#### PASSAGE
Ashmore said the entire weekend was "very positive. The presiding bishop was here, obviously and we had a chance to chat with her as the clergy. She was very engaging with us … it was a good time. The whole weekend was very positive and set a positive, optimistic tone for the diocese," he said.
"There's something about the Episcopal Church -- it's just in our DNA to have a bishop and when we don't, things are just a little out of kilter," he added. "Now, we have a bishop and we're all feeling a little more wholesome than we did in the interim period."
As bishop, Martins' task will be "to get your parishioners out of the church door and into the world, to become witnesses to Jesus and his compassion, forgiveness and love,"
according to the Rev. Anthony Clavier, rector of St. Paul's Church, La Porte, Indiana, preacher at the consecration on the feast of St. Joseph.
"Be a pastoral bishop and draw all sides of our divided church into unity," Clavier told Martins. "Today there are people in this place together who usually would not wish to be seen together in our divided church. Jesus has enabled you to draw them together to pray for you, Dan, and to consecrate you. One hopes this is not a lost opportunity. We can find similar ways to enter into dialog without renouncing our principles. Remember that there is a chance that our principles are not God's, or not entirely of God.

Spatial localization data
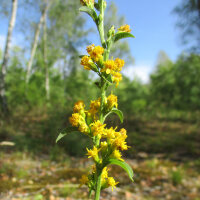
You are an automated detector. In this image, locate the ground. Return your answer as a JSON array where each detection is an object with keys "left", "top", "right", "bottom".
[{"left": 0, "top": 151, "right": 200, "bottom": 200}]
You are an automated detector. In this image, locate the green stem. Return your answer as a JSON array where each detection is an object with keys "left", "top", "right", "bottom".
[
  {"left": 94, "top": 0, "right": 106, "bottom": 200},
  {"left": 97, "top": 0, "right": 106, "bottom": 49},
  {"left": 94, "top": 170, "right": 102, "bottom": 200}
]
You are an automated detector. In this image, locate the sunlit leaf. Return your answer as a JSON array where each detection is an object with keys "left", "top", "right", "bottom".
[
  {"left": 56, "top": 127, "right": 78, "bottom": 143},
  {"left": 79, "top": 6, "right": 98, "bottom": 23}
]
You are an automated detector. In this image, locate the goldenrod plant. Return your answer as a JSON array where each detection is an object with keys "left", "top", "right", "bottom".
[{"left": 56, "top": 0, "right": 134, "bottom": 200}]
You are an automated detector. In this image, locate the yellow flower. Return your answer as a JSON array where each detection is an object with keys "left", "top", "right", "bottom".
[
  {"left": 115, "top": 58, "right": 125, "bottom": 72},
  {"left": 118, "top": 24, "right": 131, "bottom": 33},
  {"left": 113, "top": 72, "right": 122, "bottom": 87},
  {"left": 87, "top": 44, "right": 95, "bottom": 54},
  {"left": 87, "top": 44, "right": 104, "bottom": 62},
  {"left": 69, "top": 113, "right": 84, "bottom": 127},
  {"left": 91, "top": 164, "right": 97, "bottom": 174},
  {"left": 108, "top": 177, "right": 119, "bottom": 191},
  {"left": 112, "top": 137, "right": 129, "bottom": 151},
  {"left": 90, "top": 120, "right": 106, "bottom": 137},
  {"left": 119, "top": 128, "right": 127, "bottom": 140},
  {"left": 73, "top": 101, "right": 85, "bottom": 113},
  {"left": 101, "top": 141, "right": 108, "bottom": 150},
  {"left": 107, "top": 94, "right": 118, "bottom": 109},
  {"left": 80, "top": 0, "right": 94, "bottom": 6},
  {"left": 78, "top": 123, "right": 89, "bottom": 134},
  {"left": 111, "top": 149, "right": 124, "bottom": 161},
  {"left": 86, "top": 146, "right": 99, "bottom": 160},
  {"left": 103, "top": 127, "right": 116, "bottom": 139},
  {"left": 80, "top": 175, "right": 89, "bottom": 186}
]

#### REQUIREMENT A
In the passage on the bishop's consecration, on which feast was the consecration held?
#### REQUIREMENT B
Repeat word for word the portion of the passage on the bishop's consecration starting with "As bishop, Martins'" and going on through "entirely of God.".
The records have nothing to do with this.

#### EXERCISE ANSWER A
The feast of St. Joseph.

#### EXERCISE ANSWER B
As bishop, Martins' task will be "to get your parishioners out of the church door and into the world, to become witnesses to Jesus and his compassion, forgiveness and love,"
according to the Rev. Anthony Clavier, rector of St. Paul's Church, La Porte, Indiana, preacher at the consecration on the feast of St. Joseph.
"Be a pastoral bishop and draw all sides of our divided church into unity," Clavier told Martins. "Today there are people in this place together who usually would not wish to be seen together in our divided church. Jesus has enabled you to draw them together to pray for you, Dan, and to consecrate you. One hopes this is not a lost opportunity. We can find similar ways to enter into dialog without renouncing our principles. Remember that there is a chance that our principles are not God's, or not entirely of God.